天野 翔のうた日記

俳句はユーモアを基本に自然の機微を、短歌は宇宙の不思議と生命の哀しさを詠いたい。

箱根・堂ヶ島

蝦夷竜胆

 昨日から今日へかけて一泊二日で箱根に遊んだ。世の中の休日をはずしているので、観光地は閑散としていると思ってきたのだが、箱根は違った。日本人以外に中国韓国からの観光客が目立った。
 初日は、強羅、早雲山、大涌谷、桃源台、仙石原、宮ノ下と巡った。テレビで度々紹介された大和屋に宿をとった。江戸時代には6件の宿があり繁栄したらしい。内の大和屋は1650年に開湯、1940年に閉湯したがやがて同じ名前を継いで現在のホテルが開業した。ここ箱根・堂ヶ島に温泉を発掘したのは、建長寺を退任した夢窓国師(1275-1351)であった。宮ノ下に草庵を建て一年間閑居した時のことという。この草庵のお堂と早川の渓谷がある山をなぞらえて堂ヶ島と名づけたと伝える。この折に詠んだという彼の歌を三首、次にあげておく。新古今調だが、自在の言葉遣いに個性が現れている。

  世の中をいとうとはなき住居にてなかなかすごき山がつの庵
  一と間だにせましとおもう柴の庵になかばさし入る山の端の月
  山深み昼来るだにも淋しきに寄る人やあるしら糸の滝


 豊臣秀吉は、小田原城を攻めた際に、兵士達の休養のために堂ヶ島の温泉を利用した。大和屋には秀吉自身が入ったという温泉がある。まあ、このへんはPRなのでいい加減だが。

__提供記録__.
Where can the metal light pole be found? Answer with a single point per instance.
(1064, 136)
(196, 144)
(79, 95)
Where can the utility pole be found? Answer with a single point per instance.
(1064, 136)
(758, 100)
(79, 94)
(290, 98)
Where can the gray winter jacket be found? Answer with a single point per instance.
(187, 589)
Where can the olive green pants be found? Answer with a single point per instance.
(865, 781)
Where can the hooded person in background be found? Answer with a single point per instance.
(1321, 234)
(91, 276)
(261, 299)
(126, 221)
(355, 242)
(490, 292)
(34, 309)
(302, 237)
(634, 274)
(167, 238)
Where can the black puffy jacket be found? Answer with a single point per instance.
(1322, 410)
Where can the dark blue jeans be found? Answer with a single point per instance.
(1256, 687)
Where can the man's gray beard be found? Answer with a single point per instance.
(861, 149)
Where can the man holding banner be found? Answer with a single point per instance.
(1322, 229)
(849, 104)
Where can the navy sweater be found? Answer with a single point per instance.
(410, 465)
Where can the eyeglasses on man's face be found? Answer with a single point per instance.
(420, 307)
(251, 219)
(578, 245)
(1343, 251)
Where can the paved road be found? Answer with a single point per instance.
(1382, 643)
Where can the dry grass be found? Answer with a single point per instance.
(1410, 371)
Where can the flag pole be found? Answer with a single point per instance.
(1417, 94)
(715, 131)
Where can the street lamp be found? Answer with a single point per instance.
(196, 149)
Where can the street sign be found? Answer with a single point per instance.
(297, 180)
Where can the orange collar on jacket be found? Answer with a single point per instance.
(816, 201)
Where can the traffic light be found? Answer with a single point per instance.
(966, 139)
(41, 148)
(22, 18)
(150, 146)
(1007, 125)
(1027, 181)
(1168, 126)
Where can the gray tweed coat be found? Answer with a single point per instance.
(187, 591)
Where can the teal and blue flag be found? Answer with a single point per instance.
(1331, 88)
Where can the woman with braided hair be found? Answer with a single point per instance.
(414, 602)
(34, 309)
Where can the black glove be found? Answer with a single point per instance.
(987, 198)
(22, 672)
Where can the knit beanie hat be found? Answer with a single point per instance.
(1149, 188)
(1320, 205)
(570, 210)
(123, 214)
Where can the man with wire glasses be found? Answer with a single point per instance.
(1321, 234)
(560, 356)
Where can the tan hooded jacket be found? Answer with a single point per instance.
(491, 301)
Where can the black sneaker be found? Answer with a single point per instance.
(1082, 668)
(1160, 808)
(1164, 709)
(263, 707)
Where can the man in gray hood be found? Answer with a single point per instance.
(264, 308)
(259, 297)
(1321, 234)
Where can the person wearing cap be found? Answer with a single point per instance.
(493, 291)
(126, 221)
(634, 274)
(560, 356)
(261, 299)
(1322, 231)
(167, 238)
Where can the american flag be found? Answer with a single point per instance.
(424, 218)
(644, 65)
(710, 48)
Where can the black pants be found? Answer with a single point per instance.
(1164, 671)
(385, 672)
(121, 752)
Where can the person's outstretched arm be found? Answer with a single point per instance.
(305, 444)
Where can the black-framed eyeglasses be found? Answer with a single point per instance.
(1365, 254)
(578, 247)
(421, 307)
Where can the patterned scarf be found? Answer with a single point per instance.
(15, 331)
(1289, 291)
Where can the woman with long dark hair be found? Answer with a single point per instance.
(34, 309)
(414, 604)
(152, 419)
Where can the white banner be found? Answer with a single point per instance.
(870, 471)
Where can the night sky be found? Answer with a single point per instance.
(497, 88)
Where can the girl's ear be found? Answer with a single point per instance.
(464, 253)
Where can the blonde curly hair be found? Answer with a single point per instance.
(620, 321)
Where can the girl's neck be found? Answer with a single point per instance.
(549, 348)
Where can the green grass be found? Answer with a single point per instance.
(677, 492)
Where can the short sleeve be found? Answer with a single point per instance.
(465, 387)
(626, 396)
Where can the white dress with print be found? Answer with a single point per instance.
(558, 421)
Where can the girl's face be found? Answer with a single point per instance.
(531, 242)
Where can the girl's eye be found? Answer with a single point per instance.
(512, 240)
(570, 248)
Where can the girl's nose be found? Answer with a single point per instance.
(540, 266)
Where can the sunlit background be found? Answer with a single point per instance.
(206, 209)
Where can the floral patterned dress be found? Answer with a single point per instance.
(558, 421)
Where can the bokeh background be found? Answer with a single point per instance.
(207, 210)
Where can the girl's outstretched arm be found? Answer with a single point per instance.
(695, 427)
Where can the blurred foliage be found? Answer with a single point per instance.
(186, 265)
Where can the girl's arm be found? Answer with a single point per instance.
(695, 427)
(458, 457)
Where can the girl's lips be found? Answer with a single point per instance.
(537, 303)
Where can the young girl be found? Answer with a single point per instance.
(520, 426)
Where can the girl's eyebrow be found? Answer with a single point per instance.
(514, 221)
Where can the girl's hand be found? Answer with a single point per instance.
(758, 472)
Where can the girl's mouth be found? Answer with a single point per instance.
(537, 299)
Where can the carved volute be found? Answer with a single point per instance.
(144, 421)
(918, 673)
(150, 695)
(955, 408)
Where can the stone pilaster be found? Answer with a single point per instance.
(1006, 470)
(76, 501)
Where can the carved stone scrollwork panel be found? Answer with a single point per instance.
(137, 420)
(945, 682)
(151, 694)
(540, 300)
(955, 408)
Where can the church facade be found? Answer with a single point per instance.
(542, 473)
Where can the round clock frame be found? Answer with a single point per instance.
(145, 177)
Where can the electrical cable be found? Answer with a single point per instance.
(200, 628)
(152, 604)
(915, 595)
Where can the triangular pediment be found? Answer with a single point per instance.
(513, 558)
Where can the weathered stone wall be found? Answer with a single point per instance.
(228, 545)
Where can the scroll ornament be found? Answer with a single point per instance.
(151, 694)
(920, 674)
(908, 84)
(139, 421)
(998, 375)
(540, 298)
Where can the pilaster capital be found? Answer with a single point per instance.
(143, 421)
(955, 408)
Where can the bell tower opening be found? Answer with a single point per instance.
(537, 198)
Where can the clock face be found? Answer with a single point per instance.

__タスク指示__. 箱根・堂ヶ島を扱った引用テキストを、改行を含めて一字一句違えずに全文再現せよ。 上記の記録は引用テキストの内容と関連しない。

__期待される出力__.
天野 翔のうた日記

俳句はユーモアを基本に自然の機微を、短歌は宇宙の不思議と生命の哀しさを詠いたい。

箱根・堂ヶ島

蝦夷竜胆

 昨日から今日へかけて一泊二日で箱根に遊んだ。世の中の休日をはずしているので、観光地は閑散としていると思ってきたのだが、箱根は違った。日本人以外に中国韓国からの観光客が目立った。
 初日は、強羅、早雲山、大涌谷、桃源台、仙石原、宮ノ下と巡った。テレビで度々紹介された大和屋に宿をとった。江戸時代には6件の宿があり繁栄したらしい。内の大和屋は1650年に開湯、1940年に閉湯したがやがて同じ名前を継いで現在のホテルが開業した。ここ箱根・堂ヶ島に温泉を発掘したのは、建長寺を退任した夢窓国師(1275-1351)であった。宮ノ下に草庵を建て一年間閑居した時のことという。この草庵のお堂と早川の渓谷がある山をなぞらえて堂ヶ島と名づけたと伝える。この折に詠んだという彼の歌を三首、次にあげておく。新古今調だが、自在の言葉遣いに個性が現れている。

  世の中をいとうとはなき住居にてなかなかすごき山がつの庵
  一と間だにせましとおもう柴の庵になかばさし入る山の端の月
  山深み昼来るだにも淋しきに寄る人やあるしら糸の滝


 豊臣秀吉は、小田原城を攻めた際に、兵士達の休養のために堂ヶ島の温泉を利用した。大和屋には秀吉自身が入ったという温泉がある。まあ、このへんはPRなのでいい加減だが。